• **Polecenie**
Zaktualizuj wszystkie wiersze od tego, który zawiera „Place a marker on the eroded”, aż do końca zapisów, razem z tym pierwszym wierszem. Zamień w nich „green leaf” na „green foliage”, a resztę zostaw bez zmian.

═════ Zapisy do ćwiczenia ═════

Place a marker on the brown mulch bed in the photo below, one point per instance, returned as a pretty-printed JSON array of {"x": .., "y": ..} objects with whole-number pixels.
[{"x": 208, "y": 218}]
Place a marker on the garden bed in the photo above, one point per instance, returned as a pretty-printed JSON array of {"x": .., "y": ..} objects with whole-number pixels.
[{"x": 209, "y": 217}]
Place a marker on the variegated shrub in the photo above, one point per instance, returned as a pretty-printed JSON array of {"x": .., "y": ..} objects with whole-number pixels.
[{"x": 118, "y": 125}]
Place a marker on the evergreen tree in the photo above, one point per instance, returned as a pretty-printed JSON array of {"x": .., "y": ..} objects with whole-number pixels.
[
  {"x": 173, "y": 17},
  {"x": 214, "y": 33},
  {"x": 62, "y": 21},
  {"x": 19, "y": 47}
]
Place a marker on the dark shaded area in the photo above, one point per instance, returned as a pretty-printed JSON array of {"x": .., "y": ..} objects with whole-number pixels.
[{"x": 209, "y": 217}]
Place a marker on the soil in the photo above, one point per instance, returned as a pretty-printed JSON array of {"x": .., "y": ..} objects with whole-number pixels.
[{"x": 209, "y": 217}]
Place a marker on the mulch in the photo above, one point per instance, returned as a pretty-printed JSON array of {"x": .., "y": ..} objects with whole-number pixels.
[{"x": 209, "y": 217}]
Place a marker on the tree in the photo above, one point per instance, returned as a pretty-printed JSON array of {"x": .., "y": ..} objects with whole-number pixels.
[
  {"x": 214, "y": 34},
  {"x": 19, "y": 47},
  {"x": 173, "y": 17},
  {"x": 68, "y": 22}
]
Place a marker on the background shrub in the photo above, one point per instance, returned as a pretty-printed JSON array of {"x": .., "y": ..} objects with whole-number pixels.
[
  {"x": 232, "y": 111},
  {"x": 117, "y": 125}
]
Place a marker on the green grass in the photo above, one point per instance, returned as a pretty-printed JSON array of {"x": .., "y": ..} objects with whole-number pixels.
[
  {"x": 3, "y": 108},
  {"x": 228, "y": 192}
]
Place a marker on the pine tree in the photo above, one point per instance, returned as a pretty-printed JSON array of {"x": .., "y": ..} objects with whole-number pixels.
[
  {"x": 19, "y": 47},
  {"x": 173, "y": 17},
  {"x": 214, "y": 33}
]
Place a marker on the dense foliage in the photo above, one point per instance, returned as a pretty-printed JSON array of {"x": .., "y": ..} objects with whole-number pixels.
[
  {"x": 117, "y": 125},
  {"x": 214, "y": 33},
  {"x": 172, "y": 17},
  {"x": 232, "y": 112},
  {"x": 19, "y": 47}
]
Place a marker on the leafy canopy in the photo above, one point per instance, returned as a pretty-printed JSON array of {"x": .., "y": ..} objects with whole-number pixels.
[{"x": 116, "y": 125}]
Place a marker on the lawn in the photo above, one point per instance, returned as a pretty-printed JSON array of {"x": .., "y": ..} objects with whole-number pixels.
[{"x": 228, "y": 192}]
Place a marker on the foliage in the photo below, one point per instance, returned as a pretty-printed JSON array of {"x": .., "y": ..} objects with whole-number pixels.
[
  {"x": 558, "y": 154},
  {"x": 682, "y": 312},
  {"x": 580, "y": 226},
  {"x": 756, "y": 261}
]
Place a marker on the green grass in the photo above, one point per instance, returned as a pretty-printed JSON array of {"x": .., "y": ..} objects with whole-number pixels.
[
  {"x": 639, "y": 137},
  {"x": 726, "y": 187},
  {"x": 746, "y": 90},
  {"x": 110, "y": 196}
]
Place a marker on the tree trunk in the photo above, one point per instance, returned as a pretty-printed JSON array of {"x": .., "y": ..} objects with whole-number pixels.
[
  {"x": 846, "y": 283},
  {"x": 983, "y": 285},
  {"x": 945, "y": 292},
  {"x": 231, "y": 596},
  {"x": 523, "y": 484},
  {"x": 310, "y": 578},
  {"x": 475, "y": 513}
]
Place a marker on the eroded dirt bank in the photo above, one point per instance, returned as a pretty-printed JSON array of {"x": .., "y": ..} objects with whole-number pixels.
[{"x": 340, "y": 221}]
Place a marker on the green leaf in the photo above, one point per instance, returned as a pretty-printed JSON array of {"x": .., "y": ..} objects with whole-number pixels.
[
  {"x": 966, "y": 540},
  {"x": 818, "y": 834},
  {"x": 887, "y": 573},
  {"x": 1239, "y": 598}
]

═════

• **Wynik**
Place a marker on the eroded dirt bank in the photo above, one point per instance, returned as a pretty-printed JSON array of {"x": .., "y": ..} objects with whole-number pixels.
[{"x": 340, "y": 221}]
Place a marker on the green foliage in the photo above, one point per instance, returned as a pretty-printed JSON array of {"x": .., "y": ..} objects with whole-number pixels.
[
  {"x": 966, "y": 540},
  {"x": 818, "y": 834},
  {"x": 887, "y": 573},
  {"x": 1239, "y": 598}
]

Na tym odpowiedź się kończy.